(Referring expression pointing data)
-------

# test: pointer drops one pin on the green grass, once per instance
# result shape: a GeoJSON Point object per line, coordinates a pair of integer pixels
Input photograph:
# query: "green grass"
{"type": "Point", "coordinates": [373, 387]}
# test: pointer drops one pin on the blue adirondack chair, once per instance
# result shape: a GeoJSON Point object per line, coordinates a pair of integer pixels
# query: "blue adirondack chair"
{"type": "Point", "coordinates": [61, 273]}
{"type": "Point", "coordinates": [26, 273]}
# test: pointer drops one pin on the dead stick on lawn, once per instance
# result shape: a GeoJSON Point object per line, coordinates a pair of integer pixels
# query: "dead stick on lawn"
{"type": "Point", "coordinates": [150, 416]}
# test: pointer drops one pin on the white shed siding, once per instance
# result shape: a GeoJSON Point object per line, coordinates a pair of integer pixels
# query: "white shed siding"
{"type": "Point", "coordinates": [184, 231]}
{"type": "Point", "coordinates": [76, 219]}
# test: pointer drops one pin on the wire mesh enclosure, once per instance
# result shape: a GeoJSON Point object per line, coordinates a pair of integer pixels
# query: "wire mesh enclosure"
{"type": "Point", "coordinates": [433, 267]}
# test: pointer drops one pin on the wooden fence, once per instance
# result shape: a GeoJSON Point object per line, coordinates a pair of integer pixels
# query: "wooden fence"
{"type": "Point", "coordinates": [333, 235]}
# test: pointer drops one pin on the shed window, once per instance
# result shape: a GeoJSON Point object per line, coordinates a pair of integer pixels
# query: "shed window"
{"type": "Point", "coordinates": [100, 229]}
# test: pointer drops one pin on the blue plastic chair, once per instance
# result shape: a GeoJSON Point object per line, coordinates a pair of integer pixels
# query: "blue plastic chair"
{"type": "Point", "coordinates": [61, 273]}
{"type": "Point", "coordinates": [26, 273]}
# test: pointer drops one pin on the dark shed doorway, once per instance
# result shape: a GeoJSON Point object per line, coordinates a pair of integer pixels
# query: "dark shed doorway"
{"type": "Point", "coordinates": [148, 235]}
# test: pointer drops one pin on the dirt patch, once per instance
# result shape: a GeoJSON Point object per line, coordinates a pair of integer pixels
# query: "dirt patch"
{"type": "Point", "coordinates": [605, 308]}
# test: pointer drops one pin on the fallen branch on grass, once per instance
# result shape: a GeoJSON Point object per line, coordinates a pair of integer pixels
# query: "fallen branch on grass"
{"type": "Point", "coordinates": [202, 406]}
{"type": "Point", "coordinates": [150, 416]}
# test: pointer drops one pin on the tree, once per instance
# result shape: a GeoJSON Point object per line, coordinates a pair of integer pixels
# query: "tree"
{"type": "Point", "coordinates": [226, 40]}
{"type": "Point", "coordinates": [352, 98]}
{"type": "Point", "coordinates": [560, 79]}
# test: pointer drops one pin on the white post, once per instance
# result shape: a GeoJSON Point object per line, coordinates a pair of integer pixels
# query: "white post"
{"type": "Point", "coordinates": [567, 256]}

-------

A precise copy of all the records is needed.

# test: pointer drops one pin on the green grass, once per instance
# result shape: a GeoJSON Point object per line, coordinates a pair of integer pixels
Input photograph:
# query: "green grass"
{"type": "Point", "coordinates": [373, 387]}
# test: pointer drops one pin on the blue adirondack chair, once per instance
# result shape: a GeoJSON Point object per line, coordinates a pair of integer pixels
# query: "blue adirondack chair"
{"type": "Point", "coordinates": [61, 273]}
{"type": "Point", "coordinates": [26, 273]}
# test: pointer drops one pin on the dead stick on lawn, once per instance
# result shape: a GeoJSON Point object per line, coordinates a pair of integer pixels
# query: "dead stick on lawn"
{"type": "Point", "coordinates": [150, 416]}
# test: pointer drops one pin on the white shed siding, once per instance
# result shape: a GeoJSON Point object per line, coordinates a pair of integer pixels
# query: "white shed siding"
{"type": "Point", "coordinates": [184, 231]}
{"type": "Point", "coordinates": [76, 219]}
# test: pointer drops one pin on the wire mesh enclosure, once per instance
# result shape: a GeoJSON Point object per line, coordinates a pair of integer pixels
# query: "wire mesh enclosure"
{"type": "Point", "coordinates": [433, 267]}
# test: pointer drops one pin on the wooden fence, once per instance
# result shape: a GeoJSON Point object per line, coordinates a pair of integer pixels
# query: "wooden fence"
{"type": "Point", "coordinates": [333, 235]}
# test: pointer drops one pin on the shed window, once per instance
# result shape: a GeoJSON Point object per line, coordinates a pair of integer pixels
# query: "shed window"
{"type": "Point", "coordinates": [100, 229]}
# test: pointer drops one pin on the blue plastic chair, once per instance
# result shape: a GeoJSON Point object per line, coordinates a pair of integer pixels
# query: "blue plastic chair"
{"type": "Point", "coordinates": [61, 273]}
{"type": "Point", "coordinates": [26, 273]}
# test: pointer drops one pin on the dark shed doorway, once per instance
# result shape: a GeoJSON Point object per line, coordinates a pair of integer pixels
# query: "dark shed doorway"
{"type": "Point", "coordinates": [148, 235]}
# test: pointer drops one pin on the dirt patch, once per instance
# result shape: a GeoJSON Point object per line, coordinates a pair of integer pixels
# query: "dirt patch"
{"type": "Point", "coordinates": [605, 308]}
# test: pointer drops one pin on the fallen branch on grass, once per instance
# result shape: a GeoJSON Point object per line, coordinates a pair of integer pixels
# query: "fallen branch on grass"
{"type": "Point", "coordinates": [202, 406]}
{"type": "Point", "coordinates": [150, 416]}
# test: pointer drops one pin on the tree, once per instance
# result shape: a GeoJSON Point object per line, coordinates a pair of integer pixels
# query: "tree"
{"type": "Point", "coordinates": [226, 40]}
{"type": "Point", "coordinates": [352, 98]}
{"type": "Point", "coordinates": [560, 79]}
# test: pointer drops one pin on the white post, once per instance
# result shape: a GeoJSON Point object per line, coordinates a pair of integer pixels
# query: "white post"
{"type": "Point", "coordinates": [567, 256]}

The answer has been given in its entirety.